Rewrite all of the material below as a numbered list with no blank lines, and leave the pictures out.

+ + +

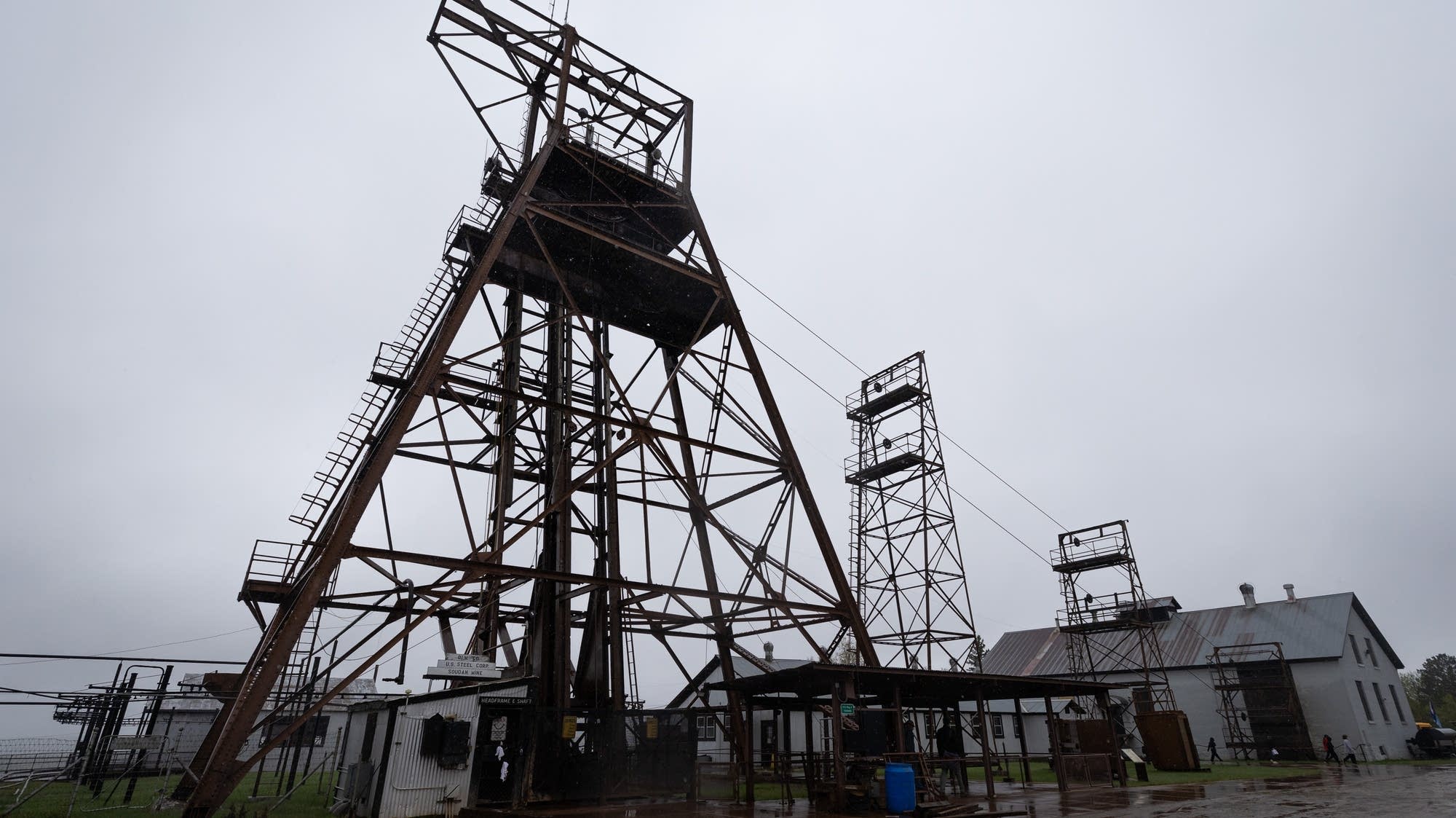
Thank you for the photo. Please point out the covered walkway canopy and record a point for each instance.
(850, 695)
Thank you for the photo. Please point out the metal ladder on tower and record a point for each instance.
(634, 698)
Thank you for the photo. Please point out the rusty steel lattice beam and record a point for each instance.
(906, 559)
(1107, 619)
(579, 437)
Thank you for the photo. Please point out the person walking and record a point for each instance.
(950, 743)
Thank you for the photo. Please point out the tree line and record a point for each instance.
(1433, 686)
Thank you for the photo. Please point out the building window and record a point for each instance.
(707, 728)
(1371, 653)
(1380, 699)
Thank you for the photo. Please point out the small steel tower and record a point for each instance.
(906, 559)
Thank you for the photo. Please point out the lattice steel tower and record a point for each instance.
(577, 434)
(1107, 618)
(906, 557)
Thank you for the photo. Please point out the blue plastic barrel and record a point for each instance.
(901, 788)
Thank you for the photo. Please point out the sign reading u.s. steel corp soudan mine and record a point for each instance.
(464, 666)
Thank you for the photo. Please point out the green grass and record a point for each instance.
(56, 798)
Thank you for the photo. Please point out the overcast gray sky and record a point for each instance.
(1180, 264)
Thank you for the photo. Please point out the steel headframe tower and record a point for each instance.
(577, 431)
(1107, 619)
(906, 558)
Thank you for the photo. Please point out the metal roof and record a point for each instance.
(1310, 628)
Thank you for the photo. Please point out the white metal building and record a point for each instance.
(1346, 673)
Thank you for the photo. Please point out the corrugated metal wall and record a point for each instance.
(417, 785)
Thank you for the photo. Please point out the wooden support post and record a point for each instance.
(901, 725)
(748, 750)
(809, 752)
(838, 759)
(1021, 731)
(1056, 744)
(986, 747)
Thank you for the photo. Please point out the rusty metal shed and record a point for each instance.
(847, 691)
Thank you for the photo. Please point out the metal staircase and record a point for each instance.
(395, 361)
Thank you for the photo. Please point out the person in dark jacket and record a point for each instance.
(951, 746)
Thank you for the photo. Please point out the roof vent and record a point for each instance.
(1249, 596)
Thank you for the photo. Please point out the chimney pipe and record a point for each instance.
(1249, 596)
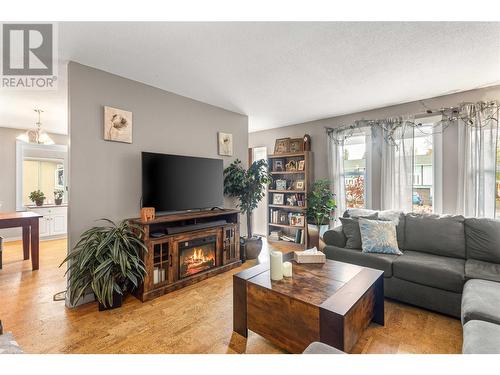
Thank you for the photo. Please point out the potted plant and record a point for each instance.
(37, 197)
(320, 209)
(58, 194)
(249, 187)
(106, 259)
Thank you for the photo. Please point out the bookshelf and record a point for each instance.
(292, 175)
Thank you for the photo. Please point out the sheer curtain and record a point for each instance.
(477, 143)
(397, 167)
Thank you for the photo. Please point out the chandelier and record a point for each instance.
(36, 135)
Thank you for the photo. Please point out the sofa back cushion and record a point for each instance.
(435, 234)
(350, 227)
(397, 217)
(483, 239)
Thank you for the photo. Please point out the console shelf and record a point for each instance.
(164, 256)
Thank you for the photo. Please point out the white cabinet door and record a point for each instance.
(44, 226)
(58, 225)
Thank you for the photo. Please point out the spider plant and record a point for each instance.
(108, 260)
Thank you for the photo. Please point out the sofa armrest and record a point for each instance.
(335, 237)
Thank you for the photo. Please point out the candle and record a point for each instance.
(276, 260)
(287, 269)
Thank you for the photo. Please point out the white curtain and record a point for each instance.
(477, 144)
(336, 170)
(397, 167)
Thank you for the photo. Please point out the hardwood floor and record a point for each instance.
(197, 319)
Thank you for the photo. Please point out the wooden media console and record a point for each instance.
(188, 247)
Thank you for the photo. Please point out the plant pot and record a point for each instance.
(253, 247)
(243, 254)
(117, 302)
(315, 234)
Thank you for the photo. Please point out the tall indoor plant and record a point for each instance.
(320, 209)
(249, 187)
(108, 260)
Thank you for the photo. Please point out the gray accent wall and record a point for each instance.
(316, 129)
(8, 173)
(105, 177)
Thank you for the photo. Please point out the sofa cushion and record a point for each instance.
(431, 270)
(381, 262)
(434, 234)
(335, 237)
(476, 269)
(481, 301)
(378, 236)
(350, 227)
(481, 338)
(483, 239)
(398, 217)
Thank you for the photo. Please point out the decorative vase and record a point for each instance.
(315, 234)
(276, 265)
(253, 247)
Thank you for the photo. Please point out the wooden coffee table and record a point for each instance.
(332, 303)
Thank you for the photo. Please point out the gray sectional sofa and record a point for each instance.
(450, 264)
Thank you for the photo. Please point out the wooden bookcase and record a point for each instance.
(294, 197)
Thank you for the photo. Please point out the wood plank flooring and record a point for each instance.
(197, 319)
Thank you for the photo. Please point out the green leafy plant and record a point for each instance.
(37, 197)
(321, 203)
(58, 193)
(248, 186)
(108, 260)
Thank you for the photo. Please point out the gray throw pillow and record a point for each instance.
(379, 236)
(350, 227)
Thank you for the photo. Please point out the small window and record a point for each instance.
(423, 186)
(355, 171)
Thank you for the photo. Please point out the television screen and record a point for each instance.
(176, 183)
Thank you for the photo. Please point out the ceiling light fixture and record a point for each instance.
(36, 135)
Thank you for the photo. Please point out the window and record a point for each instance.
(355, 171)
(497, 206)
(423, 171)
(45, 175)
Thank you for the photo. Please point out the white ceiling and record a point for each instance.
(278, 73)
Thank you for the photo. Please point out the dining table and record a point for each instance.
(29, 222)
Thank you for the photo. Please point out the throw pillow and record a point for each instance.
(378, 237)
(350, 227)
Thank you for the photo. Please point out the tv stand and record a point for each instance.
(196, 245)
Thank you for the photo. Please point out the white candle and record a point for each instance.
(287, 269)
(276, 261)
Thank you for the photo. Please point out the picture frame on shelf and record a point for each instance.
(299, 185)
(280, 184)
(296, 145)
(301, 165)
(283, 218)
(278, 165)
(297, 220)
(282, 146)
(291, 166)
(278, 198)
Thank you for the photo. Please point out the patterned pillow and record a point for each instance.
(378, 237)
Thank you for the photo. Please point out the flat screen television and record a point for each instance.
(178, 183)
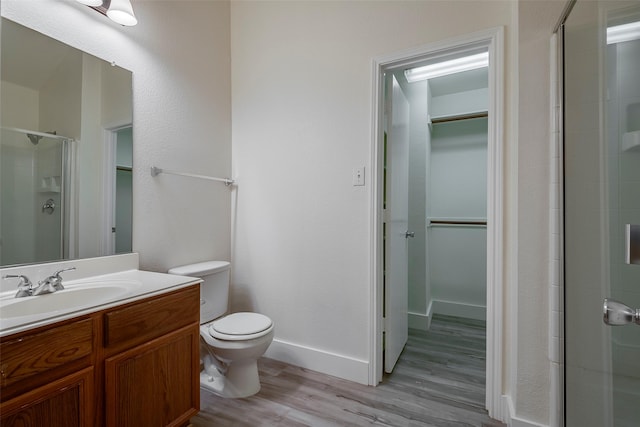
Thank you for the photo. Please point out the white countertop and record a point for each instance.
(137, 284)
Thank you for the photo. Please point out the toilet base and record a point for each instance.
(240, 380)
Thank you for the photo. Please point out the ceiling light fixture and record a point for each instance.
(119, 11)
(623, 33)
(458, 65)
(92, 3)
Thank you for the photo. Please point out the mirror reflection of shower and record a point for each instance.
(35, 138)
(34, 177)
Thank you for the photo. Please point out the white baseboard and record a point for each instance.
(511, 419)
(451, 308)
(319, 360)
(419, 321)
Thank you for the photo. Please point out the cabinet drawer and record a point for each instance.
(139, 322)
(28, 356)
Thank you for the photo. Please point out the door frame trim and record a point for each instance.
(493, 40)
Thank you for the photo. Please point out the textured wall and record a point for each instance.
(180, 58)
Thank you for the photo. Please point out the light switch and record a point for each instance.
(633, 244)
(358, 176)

+ + +

Full answer —
1. Thank you for the photo. Please point out the covered walkway canopy and record a point for each instance.
2. (850, 695)
3. Thank you for the photo. Please point out the metal ladder on tower and record a point for each instance.
4. (634, 698)
5. Thank you for the photo. Please point out the rusty steel lattice beam and record a point for each instance.
6. (906, 559)
7. (1107, 619)
8. (579, 437)
9. Thank you for the photo. Please point out the person walking and record a point for each instance.
10. (950, 743)
11. Thank you for the photo. Please point out the tree line and record a point for each instance.
12. (1433, 686)
13. Thank you for the photo. Please point out the building window and record a point for each instance.
14. (707, 728)
15. (1371, 653)
16. (1380, 699)
17. Thank you for the photo. Please point out the small steel tower and record a point for each instance.
18. (906, 559)
19. Thank you for the photo. Please point out the lattice steel tower and record a point for each instance.
20. (577, 434)
21. (1107, 618)
22. (906, 557)
23. Thank you for the photo. Please point out the blue plastic barrel and record a point for each instance.
24. (901, 788)
25. Thank you for the photo. Please point out the sign reading u.s. steel corp soudan mine and record a point for each instance.
26. (464, 666)
27. Thank you for the photo. Please point out the green grass and record a point for each instance.
28. (56, 798)
29. Thank you for the photo. Please point out the overcast gray sky and record a point for each instance.
30. (1180, 264)
31. Thank you for the photo. Please point out the steel headframe tower and record a point for each instance.
32. (577, 431)
33. (1107, 619)
34. (906, 558)
35. Thank you for the photo. Please point out the metal roof and record a point for each instance.
36. (1310, 628)
37. Thank you for the photo. Please point out the white metal building and record a point for each instance.
38. (1346, 673)
39. Thank you for the photo. Please point out the corrugated metal wall and record a point for each instance.
40. (417, 785)
41. Thank you for the photo. Please point out the wooden support post and record a point for each instance.
42. (901, 725)
43. (748, 750)
44. (809, 752)
45. (838, 759)
46. (1021, 731)
47. (1056, 744)
48. (986, 747)
49. Thank you for the photo. Please point out the rusty metal shed and record a point for each instance.
50. (847, 691)
51. Thank you for the photo. Please point out the metal staircase and record a point for each instance.
52. (395, 361)
53. Thank you for the photo. Please point out the person in dark jacket and record a point for each instance.
54. (951, 746)
55. Thank you for the photo. Please point out the roof vent and record a point for each instance.
56. (1249, 596)
57. Thank you for the photo. Please point out the chimney pipe and record a point for each instance.
58. (1249, 596)
59. Thank you for the photo. Please point out the potted plant and record a point for each instance.
60. (37, 197)
61. (320, 209)
62. (58, 194)
63. (249, 187)
64. (106, 259)
65. Thank you for the photo. Please point out the bookshelf and record a point for each instance.
66. (292, 175)
67. Thank you for the photo. Please point out the sheer curtain and record a point for each instance.
68. (477, 143)
69. (397, 167)
70. Thank you for the photo. Please point out the chandelier and record a point for each instance.
71. (36, 135)
72. Thank you for the photo. Please point out the sofa back cushion and record a point for each instance.
73. (435, 234)
74. (350, 227)
75. (397, 217)
76. (483, 239)
77. Thank you for the photo. Please point out the console shelf and record a point for each instance.
78. (164, 256)
79. Thank you for the photo. Please point out the white cabinet door and record a point for each instance.
80. (44, 226)
81. (58, 225)
82. Thank you for the photo. Please point out the spider plant and record a point for each instance.
83. (108, 260)
84. Thank you for the photo. Please point out the sofa armrest and record a point for each instance.
85. (335, 237)
86. Thank you for the photo. Please point out the candle and record a point for each instance.
87. (276, 260)
88. (287, 269)
89. Thank you for the photo. Please point out the white curtain and record a point for each instance.
90. (477, 144)
91. (336, 170)
92. (397, 167)
93. Thank you for the photo. Please point out the hardwood floor and record a point for each instance.
94. (197, 319)
95. Thank you for the photo. Please point out the wooden media console and record a point for each instance.
96. (188, 247)
97. Thank you for the photo. Please point out the plant pot and record a point for each instance.
98. (253, 247)
99. (243, 254)
100. (117, 302)
101. (315, 234)
102. Thank you for the photo. Please point out the tall indoor plant and record a point for each instance.
103. (320, 209)
104. (249, 187)
105. (108, 260)
106. Thank you for the photo. Please point out the gray accent wall and record a point for each instance.
107. (316, 129)
108. (8, 173)
109. (105, 177)
110. Thank you for the photo. Please point out the sofa cushion and record a point for each instance.
111. (431, 270)
112. (381, 262)
113. (434, 234)
114. (335, 237)
115. (476, 269)
116. (481, 301)
117. (378, 236)
118. (350, 227)
119. (481, 338)
120. (483, 239)
121. (398, 217)
122. Thank you for the photo. Please point out the decorative vase and record a point for each instance.
123. (315, 234)
124. (276, 265)
125. (253, 247)
126. Thank you for the photo. Please point out the wooden coffee table and record a point for each instance.
127. (332, 303)
128. Thank you for the photo. Please point out the gray sectional sofa and record a point for each instance.
129. (450, 264)
130. Thank you for the photo. Please point out the wooden bookcase and record a point for each instance.
131. (294, 197)
132. Thank you for the photo. Please point out the wood plank flooring and record a point for each instance.
133. (197, 319)
134. Thank you for the photo. Please point out the green leafy plant and record a point for each instance.
135. (37, 197)
136. (321, 203)
137. (58, 193)
138. (248, 186)
139. (108, 260)
140. Thank you for the photo. Please point out the gray throw pillow and record a point for each instance.
141. (379, 236)
142. (350, 227)
143. Thank you for the photo. Please point out the small window and record a point for each instance.
144. (423, 186)
145. (355, 171)
146. Thank you for the photo. Please point out the television screen and record a point for each instance.
147. (176, 183)
148. Thank you for the photo. Please point out the ceiling light fixture and record a point for each instance.
149. (36, 135)
150. Thank you for the photo. Please point out the window and record a point for each instance.
151. (355, 171)
152. (497, 206)
153. (423, 171)
154. (45, 175)
155. Thank you for the photo. Please point out the white ceiling and record a point for each instance.
156. (278, 73)
157. Thank you for the photo. Please point out the dining table and record a point for each instance.
158. (29, 222)
159. Thank you for the photo. Please point out the throw pillow and record a point for each instance.
160. (378, 237)
161. (350, 227)
162. Thank you for the photo. Please point out the tv stand and record a point for each instance.
163. (196, 245)
164. Thank you for the photo. Please point out the white candle and record a point for each instance.
165. (287, 269)
166. (276, 261)
167. Thank you for the photo. Please point out the picture frame on shelf and record a point for each instance.
168. (299, 185)
169. (280, 184)
170. (296, 145)
171. (301, 165)
172. (283, 218)
173. (278, 165)
174. (297, 220)
175. (282, 146)
176. (291, 166)
177. (278, 198)
178. Thank you for the photo. Please point out the patterned pillow and record a point for each instance.
179. (378, 237)
180. Thank you for the photo. Please point out the flat screen television and record a point for each instance.
181. (178, 183)
182. Thank you for the photo. Please point out the white countertop and record a point for each instance.
183. (137, 284)
184. Thank you for the photo. Please point out the toilet base and record a point for each instance.
185. (240, 380)
186. Thank you for the photo. Please point out the ceiling light fixture and record a point for each instance.
187. (119, 11)
188. (623, 33)
189. (458, 65)
190. (92, 3)
191. Thank you for the photo. Please point out the mirror reflection of shower and record a point for each instance.
192. (35, 138)
193. (34, 177)
194. Thank you for the photo. Please point out the white baseboard and record a point for each instance.
195. (511, 419)
196. (451, 308)
197. (319, 360)
198. (419, 321)
199. Thank you for the photo. Please point out the cabinet drawer and record a point for each instance.
200. (139, 322)
201. (28, 356)
202. Thank you for the photo. Please point out the door frame trim and record a point for each instance.
203. (493, 40)
204. Thank you for the photo. Please point out the textured wall and record a point for each instance.
205. (180, 58)
206. Thank you for the photo. Please point out the light switch and record a point for each instance.
207. (633, 244)
208. (358, 176)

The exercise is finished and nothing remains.